Only one stretch of the data below is needed. Output the lines from the one with "Target: pink bowl" up to and including the one with "Target: black cabinet handle", exactly as they stand.

(Records provided begins)

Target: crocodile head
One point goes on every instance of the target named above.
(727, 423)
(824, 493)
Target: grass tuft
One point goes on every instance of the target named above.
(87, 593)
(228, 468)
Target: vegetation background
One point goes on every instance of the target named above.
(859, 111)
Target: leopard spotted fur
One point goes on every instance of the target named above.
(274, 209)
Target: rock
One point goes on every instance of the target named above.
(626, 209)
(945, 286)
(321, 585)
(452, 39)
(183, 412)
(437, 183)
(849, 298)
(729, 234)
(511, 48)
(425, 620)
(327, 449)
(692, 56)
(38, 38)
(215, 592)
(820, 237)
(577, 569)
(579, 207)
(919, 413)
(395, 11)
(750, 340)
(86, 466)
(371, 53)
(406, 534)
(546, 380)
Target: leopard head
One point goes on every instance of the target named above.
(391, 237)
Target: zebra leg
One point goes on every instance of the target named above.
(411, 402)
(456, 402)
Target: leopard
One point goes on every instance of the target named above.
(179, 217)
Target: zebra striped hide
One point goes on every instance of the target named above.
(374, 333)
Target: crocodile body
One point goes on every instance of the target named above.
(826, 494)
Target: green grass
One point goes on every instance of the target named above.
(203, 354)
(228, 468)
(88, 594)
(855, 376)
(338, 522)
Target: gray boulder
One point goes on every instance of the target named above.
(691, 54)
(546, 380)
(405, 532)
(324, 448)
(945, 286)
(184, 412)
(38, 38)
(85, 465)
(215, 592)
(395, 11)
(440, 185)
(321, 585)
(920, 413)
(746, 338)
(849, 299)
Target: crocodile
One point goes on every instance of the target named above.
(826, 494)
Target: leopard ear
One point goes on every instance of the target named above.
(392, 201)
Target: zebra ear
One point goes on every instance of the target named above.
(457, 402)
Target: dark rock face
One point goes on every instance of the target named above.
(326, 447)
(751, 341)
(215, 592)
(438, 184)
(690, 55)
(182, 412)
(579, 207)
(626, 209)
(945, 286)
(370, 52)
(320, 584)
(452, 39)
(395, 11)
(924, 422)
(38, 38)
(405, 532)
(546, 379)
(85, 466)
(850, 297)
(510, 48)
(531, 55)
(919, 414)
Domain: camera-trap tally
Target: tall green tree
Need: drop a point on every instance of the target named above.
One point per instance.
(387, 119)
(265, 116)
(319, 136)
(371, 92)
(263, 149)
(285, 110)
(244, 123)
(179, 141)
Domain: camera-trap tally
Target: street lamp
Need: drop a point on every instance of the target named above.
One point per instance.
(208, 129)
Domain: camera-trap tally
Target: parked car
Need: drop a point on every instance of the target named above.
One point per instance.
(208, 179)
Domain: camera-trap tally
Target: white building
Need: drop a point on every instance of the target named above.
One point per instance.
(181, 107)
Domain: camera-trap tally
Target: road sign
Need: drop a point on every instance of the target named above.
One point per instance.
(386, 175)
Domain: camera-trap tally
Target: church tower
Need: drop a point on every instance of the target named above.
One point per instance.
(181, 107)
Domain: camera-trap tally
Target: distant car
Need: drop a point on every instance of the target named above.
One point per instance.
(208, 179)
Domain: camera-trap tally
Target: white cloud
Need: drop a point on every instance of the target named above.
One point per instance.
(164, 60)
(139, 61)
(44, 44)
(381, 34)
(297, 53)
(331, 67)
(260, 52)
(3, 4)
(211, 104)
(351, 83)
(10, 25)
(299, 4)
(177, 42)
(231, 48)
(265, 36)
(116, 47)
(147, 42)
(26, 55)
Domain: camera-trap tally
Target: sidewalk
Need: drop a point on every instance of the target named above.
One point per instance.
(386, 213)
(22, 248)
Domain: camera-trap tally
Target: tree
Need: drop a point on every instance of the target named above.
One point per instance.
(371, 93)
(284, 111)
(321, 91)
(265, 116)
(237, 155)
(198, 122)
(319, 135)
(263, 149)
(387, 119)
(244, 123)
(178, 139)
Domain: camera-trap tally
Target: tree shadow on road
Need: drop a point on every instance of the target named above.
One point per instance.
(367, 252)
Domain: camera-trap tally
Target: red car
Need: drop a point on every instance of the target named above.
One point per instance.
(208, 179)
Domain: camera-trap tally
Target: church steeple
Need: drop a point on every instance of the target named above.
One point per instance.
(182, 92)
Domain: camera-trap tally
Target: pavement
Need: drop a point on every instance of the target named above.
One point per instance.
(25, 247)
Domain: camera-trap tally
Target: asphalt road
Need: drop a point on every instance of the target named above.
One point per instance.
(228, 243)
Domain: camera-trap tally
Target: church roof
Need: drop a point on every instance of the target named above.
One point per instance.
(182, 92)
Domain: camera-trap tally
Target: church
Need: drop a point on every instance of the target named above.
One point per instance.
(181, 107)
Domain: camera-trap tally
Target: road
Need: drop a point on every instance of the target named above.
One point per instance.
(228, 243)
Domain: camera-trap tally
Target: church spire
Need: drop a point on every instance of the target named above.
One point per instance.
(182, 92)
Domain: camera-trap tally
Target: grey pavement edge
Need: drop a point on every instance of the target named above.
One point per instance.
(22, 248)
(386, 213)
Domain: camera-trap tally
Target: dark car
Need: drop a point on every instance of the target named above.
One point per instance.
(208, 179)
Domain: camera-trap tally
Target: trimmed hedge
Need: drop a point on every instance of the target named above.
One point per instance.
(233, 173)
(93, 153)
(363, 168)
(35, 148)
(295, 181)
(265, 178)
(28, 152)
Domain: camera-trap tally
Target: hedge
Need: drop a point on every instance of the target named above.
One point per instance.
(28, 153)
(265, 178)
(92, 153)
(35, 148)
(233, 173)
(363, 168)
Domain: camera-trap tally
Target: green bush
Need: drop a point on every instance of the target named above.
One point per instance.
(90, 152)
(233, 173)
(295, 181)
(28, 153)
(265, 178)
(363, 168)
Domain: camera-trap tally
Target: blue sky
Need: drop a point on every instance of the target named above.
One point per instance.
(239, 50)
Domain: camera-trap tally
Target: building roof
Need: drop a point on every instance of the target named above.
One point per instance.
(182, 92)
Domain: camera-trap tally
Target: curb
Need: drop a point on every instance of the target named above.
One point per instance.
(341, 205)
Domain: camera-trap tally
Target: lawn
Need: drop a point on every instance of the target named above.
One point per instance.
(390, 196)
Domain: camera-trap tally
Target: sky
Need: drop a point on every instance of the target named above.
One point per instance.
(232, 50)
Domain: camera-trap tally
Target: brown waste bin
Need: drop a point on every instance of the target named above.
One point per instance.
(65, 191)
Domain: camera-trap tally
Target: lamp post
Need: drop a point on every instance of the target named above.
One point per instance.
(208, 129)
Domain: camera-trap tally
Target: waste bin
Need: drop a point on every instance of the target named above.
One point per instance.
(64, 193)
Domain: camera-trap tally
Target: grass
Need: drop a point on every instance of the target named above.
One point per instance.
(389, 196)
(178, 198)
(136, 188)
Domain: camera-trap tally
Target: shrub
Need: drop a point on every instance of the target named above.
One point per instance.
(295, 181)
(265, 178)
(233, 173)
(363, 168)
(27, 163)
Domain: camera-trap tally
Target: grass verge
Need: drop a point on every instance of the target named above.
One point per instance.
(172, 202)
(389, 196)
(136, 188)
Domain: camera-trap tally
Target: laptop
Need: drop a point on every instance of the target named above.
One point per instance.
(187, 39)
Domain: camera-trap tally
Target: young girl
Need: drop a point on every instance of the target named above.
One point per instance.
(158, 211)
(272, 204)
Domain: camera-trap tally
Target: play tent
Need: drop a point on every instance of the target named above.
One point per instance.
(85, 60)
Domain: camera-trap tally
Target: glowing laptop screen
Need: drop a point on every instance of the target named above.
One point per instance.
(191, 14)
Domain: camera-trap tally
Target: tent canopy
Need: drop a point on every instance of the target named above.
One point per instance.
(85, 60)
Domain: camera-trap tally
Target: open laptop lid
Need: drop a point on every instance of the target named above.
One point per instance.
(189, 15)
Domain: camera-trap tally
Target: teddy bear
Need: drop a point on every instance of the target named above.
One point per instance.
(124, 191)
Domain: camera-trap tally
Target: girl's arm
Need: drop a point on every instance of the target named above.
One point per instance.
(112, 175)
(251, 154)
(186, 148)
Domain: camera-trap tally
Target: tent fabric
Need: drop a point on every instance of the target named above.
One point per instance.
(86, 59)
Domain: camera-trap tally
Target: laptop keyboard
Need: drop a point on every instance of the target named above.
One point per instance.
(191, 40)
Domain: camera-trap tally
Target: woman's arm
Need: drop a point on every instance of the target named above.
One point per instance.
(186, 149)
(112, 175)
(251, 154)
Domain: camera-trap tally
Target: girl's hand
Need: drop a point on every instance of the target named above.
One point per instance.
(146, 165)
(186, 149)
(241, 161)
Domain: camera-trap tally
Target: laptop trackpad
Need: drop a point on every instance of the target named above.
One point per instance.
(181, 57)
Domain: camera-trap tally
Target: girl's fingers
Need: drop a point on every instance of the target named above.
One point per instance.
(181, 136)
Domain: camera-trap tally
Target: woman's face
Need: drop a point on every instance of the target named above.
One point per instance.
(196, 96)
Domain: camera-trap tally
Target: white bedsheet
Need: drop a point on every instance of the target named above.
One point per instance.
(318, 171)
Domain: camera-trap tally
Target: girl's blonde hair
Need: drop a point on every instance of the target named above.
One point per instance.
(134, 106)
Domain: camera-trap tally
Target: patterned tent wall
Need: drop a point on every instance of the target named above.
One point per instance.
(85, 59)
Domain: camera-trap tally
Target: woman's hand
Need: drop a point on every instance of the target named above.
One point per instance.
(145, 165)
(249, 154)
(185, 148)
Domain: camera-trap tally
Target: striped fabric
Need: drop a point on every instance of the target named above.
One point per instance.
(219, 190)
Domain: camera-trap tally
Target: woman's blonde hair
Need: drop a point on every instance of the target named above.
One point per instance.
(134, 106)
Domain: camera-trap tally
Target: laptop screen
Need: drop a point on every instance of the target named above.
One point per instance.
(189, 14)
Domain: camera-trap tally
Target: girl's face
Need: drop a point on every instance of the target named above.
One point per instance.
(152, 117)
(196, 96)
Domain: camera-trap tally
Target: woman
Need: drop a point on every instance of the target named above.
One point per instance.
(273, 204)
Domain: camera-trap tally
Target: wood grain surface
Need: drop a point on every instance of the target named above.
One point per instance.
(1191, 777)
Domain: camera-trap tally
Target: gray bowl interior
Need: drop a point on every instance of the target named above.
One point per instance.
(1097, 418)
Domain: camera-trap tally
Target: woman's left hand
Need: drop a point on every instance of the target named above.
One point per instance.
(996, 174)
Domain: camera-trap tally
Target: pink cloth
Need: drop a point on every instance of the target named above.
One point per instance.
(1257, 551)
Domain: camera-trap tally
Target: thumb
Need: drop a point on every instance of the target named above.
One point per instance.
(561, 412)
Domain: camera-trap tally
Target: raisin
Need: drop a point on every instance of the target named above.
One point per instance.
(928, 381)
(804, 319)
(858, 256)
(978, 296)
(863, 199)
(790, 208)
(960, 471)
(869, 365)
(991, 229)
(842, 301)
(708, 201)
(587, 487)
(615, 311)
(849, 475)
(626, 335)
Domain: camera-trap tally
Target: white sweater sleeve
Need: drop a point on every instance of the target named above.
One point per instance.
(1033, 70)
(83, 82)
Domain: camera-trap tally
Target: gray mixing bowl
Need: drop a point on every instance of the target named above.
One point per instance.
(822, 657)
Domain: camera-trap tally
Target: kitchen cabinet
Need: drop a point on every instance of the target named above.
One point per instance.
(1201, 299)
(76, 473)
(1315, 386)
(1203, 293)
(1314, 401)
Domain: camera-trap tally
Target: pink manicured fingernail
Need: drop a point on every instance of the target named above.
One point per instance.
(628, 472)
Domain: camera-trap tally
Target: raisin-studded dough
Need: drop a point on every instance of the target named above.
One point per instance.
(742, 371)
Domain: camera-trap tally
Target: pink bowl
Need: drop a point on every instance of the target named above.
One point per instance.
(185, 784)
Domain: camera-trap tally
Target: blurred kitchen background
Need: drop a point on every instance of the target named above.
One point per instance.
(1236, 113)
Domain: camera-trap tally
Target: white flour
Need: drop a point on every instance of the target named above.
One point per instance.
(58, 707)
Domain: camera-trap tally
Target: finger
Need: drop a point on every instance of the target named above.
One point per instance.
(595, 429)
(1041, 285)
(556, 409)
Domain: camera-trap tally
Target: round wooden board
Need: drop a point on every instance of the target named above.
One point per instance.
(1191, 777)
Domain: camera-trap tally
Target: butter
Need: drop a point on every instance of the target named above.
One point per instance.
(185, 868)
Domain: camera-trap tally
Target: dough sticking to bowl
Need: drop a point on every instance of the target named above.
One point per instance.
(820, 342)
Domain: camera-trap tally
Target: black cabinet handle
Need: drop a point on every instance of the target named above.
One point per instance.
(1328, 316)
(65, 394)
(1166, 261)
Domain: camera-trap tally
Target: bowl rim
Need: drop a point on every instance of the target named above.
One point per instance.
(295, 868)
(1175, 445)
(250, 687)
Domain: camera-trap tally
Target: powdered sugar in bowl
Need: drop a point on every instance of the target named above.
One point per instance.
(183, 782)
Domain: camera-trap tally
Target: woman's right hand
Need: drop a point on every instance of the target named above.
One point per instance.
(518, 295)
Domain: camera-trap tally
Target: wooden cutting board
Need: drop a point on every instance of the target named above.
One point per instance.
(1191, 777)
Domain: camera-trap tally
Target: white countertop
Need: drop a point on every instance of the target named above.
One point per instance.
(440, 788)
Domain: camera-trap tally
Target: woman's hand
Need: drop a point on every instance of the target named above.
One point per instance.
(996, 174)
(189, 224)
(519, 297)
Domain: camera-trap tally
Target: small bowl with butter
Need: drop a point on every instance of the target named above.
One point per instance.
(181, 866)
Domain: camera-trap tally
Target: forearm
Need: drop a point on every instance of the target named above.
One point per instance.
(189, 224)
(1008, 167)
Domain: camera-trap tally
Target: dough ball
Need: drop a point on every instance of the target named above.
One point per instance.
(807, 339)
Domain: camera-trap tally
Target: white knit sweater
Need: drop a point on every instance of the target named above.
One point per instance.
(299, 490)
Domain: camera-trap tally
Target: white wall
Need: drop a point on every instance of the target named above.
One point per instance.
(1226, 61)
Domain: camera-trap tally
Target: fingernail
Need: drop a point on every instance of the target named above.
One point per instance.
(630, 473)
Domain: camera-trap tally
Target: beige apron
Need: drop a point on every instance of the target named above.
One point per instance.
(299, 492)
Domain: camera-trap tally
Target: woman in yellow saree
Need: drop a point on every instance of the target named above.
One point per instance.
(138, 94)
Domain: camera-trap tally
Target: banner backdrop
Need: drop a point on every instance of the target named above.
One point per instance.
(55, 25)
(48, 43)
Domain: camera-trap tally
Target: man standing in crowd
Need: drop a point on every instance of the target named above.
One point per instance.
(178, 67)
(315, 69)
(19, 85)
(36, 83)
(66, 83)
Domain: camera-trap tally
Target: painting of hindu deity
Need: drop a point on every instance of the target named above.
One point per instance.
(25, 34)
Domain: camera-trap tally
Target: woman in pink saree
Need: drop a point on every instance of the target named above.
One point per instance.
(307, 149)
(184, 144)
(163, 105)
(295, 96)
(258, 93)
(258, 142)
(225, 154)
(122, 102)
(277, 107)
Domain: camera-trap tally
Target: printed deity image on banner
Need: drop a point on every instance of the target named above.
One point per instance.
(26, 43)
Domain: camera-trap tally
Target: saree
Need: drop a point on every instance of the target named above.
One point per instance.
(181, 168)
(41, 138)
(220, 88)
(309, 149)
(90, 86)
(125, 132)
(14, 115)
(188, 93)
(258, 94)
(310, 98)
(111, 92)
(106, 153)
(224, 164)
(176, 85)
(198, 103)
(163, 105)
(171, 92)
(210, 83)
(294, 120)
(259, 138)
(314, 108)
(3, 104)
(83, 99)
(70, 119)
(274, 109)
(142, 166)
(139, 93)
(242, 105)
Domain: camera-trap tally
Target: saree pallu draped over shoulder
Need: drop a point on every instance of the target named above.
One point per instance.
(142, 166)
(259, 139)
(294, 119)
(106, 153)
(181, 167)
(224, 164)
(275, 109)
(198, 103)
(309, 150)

(Records provided ends)

[Task result]:
Target: pink bowl
Need: drop a point on every instance of the target named above.
One point per instance.
(185, 784)
Domain: camera-trap tally
Target: blurred kitchen background
Need: drop a point on every instance of the target named above.
One point per instance.
(1236, 113)
Domain: camera-trap tally
Target: white flour
Need: drop a point on every instance of the target named above.
One point per instance.
(58, 707)
Domain: camera-trap tally
Target: finger
Need: drop a point on every instance of the target named above.
One point per instance.
(595, 429)
(1041, 285)
(556, 409)
Domain: camera-trap tally
Target: round wooden board
Need: drop a point on every instance of the target named above.
One point per instance.
(1191, 777)
Domain: camera-trap tally
Target: butter
Need: drop a point on every instance of the target named above.
One point per instance.
(185, 868)
Domain: camera-trap tally
Target: dough sticking to bowl
Need: drop a point on every instance of the target named above.
One point per instance.
(820, 342)
Domain: camera-trap tally
Target: black cabinet handle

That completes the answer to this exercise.